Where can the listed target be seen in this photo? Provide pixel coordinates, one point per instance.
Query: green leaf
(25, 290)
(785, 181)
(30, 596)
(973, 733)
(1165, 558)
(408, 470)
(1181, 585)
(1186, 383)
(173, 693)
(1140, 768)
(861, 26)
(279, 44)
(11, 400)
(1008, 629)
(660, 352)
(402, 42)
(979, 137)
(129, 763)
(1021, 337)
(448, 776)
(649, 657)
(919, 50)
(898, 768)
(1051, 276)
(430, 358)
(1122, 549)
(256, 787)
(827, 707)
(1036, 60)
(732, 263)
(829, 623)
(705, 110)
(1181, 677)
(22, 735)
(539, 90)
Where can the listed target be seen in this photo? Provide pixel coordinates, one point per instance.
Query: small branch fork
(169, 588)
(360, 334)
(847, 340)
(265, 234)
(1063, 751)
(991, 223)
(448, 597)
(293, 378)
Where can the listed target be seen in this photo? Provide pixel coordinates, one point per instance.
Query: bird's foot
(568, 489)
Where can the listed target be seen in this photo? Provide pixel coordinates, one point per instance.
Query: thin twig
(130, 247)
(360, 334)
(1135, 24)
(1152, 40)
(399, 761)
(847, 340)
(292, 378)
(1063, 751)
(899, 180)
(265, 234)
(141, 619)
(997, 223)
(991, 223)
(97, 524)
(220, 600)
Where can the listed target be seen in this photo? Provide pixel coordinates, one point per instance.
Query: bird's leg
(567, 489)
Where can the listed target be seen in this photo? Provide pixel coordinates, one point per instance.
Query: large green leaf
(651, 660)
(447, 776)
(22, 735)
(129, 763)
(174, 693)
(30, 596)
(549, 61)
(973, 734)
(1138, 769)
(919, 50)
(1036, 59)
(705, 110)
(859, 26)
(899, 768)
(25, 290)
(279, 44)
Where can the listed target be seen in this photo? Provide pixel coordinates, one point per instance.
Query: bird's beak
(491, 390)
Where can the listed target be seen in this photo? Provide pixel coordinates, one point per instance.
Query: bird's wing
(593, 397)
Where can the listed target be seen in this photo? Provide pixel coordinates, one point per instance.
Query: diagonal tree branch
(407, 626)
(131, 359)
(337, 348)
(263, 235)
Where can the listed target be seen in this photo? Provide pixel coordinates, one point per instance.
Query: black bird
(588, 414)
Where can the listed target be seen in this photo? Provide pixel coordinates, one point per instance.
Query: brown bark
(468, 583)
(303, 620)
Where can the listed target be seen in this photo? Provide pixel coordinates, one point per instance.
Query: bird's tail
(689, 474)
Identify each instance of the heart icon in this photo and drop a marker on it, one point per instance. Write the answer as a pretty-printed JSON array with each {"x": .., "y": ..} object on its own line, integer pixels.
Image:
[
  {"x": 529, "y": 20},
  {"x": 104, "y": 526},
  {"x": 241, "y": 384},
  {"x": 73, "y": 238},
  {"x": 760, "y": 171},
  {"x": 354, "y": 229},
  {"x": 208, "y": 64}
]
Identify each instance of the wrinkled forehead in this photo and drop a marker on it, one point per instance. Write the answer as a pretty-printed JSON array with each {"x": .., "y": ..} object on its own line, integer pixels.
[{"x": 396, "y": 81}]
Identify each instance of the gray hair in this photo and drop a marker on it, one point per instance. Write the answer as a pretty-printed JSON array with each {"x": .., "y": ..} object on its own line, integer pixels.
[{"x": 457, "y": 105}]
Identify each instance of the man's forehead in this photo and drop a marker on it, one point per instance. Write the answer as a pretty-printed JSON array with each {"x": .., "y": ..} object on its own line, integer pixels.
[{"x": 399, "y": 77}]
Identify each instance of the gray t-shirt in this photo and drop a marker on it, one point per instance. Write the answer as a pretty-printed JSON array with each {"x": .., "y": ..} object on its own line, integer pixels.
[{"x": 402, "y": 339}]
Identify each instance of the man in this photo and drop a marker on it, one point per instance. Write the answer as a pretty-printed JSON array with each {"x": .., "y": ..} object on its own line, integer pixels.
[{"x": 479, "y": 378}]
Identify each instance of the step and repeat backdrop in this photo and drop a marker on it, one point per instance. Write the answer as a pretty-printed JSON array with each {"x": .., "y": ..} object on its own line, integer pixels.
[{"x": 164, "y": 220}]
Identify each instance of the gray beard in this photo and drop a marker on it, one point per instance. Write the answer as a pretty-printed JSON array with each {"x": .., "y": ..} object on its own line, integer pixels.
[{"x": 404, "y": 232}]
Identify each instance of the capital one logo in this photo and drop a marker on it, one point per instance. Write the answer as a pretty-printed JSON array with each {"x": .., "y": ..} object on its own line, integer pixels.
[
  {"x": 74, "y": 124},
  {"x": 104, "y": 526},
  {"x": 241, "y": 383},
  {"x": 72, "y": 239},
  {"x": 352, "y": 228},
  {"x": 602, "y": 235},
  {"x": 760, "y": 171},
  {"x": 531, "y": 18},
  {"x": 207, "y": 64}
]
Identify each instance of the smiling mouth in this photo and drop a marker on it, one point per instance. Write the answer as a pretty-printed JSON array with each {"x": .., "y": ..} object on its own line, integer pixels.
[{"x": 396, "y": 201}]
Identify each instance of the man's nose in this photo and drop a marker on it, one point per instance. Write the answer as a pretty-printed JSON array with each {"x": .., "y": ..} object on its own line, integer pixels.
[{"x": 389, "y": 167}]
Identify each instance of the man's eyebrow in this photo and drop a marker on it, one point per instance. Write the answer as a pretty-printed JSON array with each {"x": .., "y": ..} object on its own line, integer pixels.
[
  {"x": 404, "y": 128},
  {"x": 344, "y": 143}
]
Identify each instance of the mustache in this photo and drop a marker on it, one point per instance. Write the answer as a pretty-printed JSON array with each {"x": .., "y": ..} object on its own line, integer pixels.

### Problem description
An exact copy of every record above is needed. Write it out word for word.

### Response
Where can the listed target be seen in this photo? Provide pixel coordinates, one point per instance.
Query: green leaf
(25, 290)
(785, 181)
(30, 596)
(973, 733)
(1165, 558)
(408, 470)
(1181, 585)
(1186, 383)
(173, 693)
(1140, 768)
(861, 26)
(279, 44)
(11, 400)
(1008, 629)
(660, 352)
(402, 42)
(979, 137)
(129, 763)
(1021, 337)
(448, 776)
(649, 657)
(919, 50)
(898, 768)
(1051, 276)
(430, 358)
(1122, 549)
(256, 787)
(827, 707)
(1036, 60)
(732, 263)
(829, 623)
(705, 110)
(1181, 677)
(22, 735)
(539, 90)
Where can the listed target be seen in this photo? Provide pixel coordinates, one point per instance.
Query: small branch fork
(169, 588)
(360, 334)
(847, 340)
(265, 234)
(1063, 751)
(991, 223)
(448, 597)
(293, 378)
Where can the listed target be seen in this photo? Provide pixel coordinates, one point per instance.
Query: bird's foot
(568, 489)
Where can the listed target be seen in this photo? Provide pixel coordinates, one point per instance.
Query: thin twig
(130, 247)
(360, 334)
(1135, 24)
(1152, 40)
(399, 761)
(847, 340)
(292, 378)
(1063, 751)
(899, 180)
(265, 234)
(141, 619)
(997, 223)
(991, 223)
(97, 524)
(220, 600)
Where can the listed target be seen in this photo? Provide pixel coordinates, one point per instance.
Query: bird's leg
(567, 489)
Where can the listed target be seen in this photo? Provide pixel coordinates, one point per instance.
Query: large green leaf
(651, 660)
(447, 776)
(22, 735)
(129, 763)
(174, 693)
(30, 596)
(549, 61)
(973, 734)
(1138, 769)
(919, 50)
(1036, 59)
(705, 110)
(859, 26)
(899, 768)
(25, 290)
(279, 44)
Where can the listed target be seen in this photo? Provide pixel coordinates, one point per instance.
Query: bird's beak
(491, 390)
Where can the listed target be seen in this photo? Provide pixel coordinates, one point per instance.
Query: bird's wing
(593, 397)
Where can the listed target be seen in this photo? Provide pixel coordinates, one point per instance.
Query: diagonal tree branch
(407, 626)
(131, 359)
(337, 348)
(263, 235)
Where can the listed target be seen in this photo? Provide pixel coordinates, one point per instance.
Query: black bird
(588, 414)
Where can the listed target be seen in this photo? Provide pixel coordinates, one point per instance.
Query: brown bark
(468, 583)
(303, 620)
Where can the listed target be seen in this photo? Provide pixel coordinates, one point per instance.
Query: bird's tail
(689, 474)
Identify each instance of the heart icon in this photo and drop a marker on it, one point per instance. Write the answer as a pretty-printed JSON array with each {"x": .., "y": ..} object on its own line, integer pixels.
Image:
[
  {"x": 529, "y": 20},
  {"x": 104, "y": 526},
  {"x": 241, "y": 384},
  {"x": 73, "y": 238},
  {"x": 760, "y": 171},
  {"x": 354, "y": 229},
  {"x": 208, "y": 64}
]
Identify each instance of the wrinkled forehead in this photo and drop a marker on it, one point per instance. Write the answer as a pretty-printed JSON array with each {"x": .., "y": ..} object on its own line, integer pixels.
[{"x": 396, "y": 81}]
Identify each instance of the gray hair in this photo and drop a marker on it, one point per instance. Write the answer as a pretty-printed JSON array with each {"x": .., "y": ..} object on its own line, integer pixels.
[{"x": 457, "y": 105}]
Identify each instance of the man's forehead in this photo and drop a marker on it, one point per instance. Write the answer as a pretty-printed JSON array with each {"x": .., "y": ..} object on its own line, integer pixels.
[{"x": 399, "y": 77}]
Identify each instance of the gray t-shirt in this photo and drop a marker on it, one point per instance. Write the answer as a pretty-printed JSON array with each {"x": .., "y": ..} object on its own line, integer pixels.
[{"x": 402, "y": 339}]
Identify each instance of the man in this photo and drop a marker on it, one point per instance. Write the answer as a pretty-printed JSON array with each {"x": .., "y": ..} object on its own line, integer pixels.
[{"x": 479, "y": 378}]
Identify each instance of the step and repeat backdrop in this photo and drop a marker on it, one point per instance. Write the answer as a pretty-printed JSON array with each {"x": .., "y": ..} object on its own line, integer pixels.
[{"x": 164, "y": 220}]
Identify each instance of the gray beard in this photo and drop a marker on it, one point per instance. Write the answer as a pretty-printed JSON array with each {"x": .., "y": ..} object on its own line, integer pixels.
[{"x": 404, "y": 232}]
Identify each instance of the capital one logo in this photo and drop a marker on it, one point per instance. Write the answer as a pretty-printed JSON array with each {"x": .., "y": ..} object on its own line, integer pixels.
[
  {"x": 74, "y": 124},
  {"x": 104, "y": 526},
  {"x": 241, "y": 383},
  {"x": 72, "y": 239},
  {"x": 352, "y": 228},
  {"x": 602, "y": 235},
  {"x": 760, "y": 171},
  {"x": 531, "y": 18},
  {"x": 207, "y": 64}
]
Identify each instance of the smiling mouth in this photo and drop a marker on it, one point per instance. Write the answer as a pretty-printed JSON array with each {"x": .., "y": ..} object on its own line, integer pixels.
[{"x": 396, "y": 201}]
Identify each instance of the man's nose in this photo and drop a marker on it, one point per instance. Write the answer as a pretty-printed JSON array with each {"x": .., "y": ..} object on its own line, integer pixels.
[{"x": 389, "y": 167}]
Identify each instance of the man's eyebrow in this photo and drop a marker on it, one point per instance. Write the answer as a pretty-printed JSON array with each {"x": .., "y": ..} object on its own line, integer pixels.
[
  {"x": 404, "y": 128},
  {"x": 344, "y": 143}
]
Identify each instance of the mustache in this photo and drop a marker on it, one point per instance. Write the answer as a pretty-printed JSON array with each {"x": .., "y": ..} object on its own line, integer pixels.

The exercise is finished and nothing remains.